Task
Gather every line of the items below that contains the string "fingernail", matching case exactly.
┌──
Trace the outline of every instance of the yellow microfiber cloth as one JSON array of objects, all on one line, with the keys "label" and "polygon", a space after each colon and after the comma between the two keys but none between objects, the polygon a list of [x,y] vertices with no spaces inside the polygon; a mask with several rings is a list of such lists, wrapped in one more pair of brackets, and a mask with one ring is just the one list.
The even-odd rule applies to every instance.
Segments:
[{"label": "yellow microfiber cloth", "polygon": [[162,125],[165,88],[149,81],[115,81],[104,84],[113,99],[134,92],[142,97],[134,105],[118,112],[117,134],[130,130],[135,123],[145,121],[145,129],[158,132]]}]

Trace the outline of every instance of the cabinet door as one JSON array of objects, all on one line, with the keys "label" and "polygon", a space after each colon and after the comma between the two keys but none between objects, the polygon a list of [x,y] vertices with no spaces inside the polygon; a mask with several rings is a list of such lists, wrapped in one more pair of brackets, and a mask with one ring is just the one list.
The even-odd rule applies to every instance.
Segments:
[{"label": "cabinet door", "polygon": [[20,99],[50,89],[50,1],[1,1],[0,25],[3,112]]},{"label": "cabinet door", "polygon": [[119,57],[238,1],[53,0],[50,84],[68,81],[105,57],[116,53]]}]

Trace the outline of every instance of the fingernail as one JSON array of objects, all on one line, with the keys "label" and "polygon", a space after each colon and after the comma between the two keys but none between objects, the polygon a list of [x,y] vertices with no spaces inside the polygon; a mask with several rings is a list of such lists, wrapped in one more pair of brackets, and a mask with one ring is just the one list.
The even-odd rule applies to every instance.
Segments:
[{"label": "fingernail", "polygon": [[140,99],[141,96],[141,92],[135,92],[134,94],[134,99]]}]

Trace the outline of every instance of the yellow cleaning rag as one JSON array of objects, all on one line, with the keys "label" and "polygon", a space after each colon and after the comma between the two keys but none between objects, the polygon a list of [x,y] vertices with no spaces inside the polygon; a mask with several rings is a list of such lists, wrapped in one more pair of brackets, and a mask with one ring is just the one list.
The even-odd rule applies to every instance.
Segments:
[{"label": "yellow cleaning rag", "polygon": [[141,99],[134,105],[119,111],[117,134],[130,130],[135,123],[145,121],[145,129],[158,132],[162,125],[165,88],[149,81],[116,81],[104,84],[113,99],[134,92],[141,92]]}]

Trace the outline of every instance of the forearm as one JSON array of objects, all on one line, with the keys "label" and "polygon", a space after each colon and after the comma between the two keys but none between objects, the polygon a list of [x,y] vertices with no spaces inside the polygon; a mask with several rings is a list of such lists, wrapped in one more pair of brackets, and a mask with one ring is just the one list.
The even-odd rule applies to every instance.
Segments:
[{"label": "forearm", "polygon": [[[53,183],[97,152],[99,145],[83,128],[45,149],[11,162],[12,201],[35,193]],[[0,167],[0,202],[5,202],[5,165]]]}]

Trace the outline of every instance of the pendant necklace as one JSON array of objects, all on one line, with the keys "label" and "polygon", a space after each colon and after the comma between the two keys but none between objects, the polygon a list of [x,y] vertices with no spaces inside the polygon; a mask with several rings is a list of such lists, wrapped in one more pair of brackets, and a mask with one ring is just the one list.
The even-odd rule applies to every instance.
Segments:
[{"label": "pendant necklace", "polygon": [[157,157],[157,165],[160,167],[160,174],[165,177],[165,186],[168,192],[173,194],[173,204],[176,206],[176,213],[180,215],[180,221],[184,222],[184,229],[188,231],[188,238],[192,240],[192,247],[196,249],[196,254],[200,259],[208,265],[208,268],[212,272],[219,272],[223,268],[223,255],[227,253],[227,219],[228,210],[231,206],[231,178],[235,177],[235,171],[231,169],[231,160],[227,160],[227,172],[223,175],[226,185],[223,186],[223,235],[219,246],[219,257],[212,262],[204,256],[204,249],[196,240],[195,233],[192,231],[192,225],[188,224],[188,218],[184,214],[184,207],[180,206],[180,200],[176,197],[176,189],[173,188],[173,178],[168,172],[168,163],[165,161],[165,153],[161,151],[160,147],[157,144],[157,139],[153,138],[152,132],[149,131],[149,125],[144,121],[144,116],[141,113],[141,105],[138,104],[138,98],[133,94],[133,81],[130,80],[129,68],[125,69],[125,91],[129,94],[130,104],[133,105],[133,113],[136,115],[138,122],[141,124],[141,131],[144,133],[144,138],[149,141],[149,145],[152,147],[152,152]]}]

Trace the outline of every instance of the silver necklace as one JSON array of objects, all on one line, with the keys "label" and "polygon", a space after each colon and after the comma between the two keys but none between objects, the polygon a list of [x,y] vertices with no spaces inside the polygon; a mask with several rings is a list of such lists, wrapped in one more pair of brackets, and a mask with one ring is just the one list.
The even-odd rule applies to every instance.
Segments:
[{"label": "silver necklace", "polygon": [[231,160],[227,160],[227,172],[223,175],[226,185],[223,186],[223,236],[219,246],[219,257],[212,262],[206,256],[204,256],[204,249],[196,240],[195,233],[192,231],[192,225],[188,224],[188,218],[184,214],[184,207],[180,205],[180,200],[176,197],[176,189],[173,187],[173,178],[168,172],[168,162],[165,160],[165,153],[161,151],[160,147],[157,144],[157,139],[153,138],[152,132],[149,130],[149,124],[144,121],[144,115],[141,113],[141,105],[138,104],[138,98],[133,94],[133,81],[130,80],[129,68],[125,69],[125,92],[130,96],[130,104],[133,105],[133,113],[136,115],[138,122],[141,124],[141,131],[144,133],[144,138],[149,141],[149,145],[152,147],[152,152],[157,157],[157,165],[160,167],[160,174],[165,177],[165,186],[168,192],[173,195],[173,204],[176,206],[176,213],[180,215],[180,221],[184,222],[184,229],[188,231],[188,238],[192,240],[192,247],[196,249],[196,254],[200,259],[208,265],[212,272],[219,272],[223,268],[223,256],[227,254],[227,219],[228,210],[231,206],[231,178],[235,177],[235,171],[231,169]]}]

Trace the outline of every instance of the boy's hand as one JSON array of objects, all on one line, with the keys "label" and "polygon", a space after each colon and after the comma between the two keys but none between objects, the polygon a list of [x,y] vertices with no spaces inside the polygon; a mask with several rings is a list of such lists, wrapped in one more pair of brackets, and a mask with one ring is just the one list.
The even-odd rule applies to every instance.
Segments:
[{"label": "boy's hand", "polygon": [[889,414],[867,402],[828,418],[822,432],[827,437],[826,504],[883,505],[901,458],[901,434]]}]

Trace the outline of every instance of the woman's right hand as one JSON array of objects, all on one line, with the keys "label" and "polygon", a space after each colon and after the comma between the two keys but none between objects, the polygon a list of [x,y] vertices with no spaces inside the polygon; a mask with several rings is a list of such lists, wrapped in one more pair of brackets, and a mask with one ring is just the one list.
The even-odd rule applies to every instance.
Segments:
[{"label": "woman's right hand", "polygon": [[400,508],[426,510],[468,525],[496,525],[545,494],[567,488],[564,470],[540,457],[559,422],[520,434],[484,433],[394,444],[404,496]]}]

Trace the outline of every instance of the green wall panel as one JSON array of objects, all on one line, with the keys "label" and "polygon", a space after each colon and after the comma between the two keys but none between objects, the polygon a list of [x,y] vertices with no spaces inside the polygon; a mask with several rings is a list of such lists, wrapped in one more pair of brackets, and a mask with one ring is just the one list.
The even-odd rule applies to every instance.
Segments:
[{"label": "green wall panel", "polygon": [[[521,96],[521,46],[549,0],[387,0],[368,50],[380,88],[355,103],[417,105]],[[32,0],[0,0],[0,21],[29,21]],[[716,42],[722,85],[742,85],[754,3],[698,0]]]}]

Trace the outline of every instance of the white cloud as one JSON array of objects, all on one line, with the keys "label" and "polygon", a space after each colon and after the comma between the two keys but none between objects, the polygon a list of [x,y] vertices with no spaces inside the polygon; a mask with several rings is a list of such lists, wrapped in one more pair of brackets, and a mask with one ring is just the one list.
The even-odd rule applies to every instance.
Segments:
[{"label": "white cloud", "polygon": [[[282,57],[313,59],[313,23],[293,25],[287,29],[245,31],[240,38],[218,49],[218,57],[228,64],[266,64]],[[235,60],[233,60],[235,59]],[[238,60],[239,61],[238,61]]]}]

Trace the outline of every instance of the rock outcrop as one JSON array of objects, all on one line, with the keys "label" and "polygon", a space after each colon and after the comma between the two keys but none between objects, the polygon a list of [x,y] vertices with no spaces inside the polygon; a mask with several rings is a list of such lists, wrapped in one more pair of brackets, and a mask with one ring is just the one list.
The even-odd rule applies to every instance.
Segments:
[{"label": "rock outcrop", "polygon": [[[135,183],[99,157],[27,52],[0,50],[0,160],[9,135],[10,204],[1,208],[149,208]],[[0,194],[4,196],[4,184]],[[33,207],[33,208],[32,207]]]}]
└──
┌──
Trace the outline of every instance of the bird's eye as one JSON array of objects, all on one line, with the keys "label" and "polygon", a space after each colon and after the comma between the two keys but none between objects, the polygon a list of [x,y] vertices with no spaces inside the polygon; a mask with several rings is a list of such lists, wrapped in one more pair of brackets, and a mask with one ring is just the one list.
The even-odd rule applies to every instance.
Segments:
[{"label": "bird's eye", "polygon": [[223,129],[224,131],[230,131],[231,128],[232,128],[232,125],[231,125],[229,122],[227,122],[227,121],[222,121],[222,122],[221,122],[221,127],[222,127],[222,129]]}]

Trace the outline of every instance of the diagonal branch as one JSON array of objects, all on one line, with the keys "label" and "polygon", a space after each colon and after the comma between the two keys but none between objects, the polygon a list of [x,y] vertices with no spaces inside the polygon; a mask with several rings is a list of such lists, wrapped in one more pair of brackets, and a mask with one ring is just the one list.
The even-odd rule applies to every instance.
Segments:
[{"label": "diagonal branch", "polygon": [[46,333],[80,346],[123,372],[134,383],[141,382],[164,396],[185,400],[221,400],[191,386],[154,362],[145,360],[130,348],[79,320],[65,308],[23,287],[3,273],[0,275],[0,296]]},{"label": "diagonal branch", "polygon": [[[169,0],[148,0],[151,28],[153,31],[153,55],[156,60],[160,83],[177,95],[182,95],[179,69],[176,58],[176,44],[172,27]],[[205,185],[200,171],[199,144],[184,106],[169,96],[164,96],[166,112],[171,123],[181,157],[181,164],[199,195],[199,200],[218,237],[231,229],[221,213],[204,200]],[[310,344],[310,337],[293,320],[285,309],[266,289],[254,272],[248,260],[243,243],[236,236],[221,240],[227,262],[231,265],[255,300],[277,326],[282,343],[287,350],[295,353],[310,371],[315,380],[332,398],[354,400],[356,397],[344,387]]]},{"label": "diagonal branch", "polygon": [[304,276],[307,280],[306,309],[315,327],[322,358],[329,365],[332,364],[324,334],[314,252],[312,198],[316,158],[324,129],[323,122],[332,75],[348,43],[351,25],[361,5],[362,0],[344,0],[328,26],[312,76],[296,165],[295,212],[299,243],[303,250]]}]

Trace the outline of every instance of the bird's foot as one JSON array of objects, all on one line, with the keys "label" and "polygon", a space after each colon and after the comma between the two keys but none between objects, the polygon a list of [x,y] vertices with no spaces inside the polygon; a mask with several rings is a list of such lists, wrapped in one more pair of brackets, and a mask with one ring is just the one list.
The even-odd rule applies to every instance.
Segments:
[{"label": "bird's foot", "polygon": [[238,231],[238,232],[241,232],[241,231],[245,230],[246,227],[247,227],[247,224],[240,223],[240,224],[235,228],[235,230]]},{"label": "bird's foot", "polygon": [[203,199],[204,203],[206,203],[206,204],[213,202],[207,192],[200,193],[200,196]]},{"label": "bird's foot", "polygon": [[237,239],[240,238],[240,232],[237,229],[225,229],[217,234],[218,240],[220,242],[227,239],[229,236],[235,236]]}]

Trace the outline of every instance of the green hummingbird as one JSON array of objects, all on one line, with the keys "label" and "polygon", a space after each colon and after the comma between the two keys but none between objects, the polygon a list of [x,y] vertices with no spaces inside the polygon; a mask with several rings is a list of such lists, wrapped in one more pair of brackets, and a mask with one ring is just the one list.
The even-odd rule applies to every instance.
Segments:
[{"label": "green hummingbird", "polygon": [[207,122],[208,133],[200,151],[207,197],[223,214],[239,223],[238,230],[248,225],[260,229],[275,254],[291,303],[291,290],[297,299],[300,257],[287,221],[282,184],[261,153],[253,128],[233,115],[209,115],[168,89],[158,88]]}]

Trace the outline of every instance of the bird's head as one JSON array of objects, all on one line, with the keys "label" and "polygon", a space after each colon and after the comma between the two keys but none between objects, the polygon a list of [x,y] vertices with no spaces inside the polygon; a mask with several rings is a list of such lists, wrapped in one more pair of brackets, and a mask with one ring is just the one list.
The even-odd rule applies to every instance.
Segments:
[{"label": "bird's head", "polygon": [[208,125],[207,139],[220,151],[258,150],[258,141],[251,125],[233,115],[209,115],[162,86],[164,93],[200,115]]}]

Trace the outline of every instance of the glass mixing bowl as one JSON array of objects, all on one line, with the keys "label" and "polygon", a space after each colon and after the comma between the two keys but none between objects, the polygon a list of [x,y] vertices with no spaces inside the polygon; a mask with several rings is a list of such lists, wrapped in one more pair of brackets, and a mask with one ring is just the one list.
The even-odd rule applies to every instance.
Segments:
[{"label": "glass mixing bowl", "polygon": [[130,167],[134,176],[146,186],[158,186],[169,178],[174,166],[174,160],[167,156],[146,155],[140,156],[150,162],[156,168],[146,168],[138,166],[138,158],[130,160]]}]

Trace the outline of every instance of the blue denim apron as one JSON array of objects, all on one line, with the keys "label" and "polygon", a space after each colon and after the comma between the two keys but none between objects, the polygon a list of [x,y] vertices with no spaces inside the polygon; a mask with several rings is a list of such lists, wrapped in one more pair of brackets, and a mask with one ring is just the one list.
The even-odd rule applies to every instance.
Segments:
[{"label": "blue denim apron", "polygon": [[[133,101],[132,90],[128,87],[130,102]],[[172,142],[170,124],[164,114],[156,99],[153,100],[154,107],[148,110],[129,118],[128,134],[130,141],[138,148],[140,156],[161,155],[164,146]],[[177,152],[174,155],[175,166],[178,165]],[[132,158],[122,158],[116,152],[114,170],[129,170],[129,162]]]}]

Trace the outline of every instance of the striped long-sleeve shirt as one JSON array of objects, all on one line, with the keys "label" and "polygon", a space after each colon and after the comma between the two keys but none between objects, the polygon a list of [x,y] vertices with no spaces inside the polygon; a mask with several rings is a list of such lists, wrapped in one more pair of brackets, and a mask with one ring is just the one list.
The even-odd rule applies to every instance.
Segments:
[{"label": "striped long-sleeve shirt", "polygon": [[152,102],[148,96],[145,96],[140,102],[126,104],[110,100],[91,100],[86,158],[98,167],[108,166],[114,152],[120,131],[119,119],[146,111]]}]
└──
Answer to the exercise
Trace the outline of every instance of the fingernail as one JSON array of objects, all on one line, with the keys "label" and "polygon", a space after each colon and after the comma between the two keys but none between objects, the polygon a list of [x,y] vertices with no spaces inside the polygon; a mask with several rings is a list of such lists, wrapped in one more pair of brackets, and a mask with one ring is just the one list.
[{"label": "fingernail", "polygon": [[140,99],[141,96],[141,92],[135,92],[134,94],[134,99]]}]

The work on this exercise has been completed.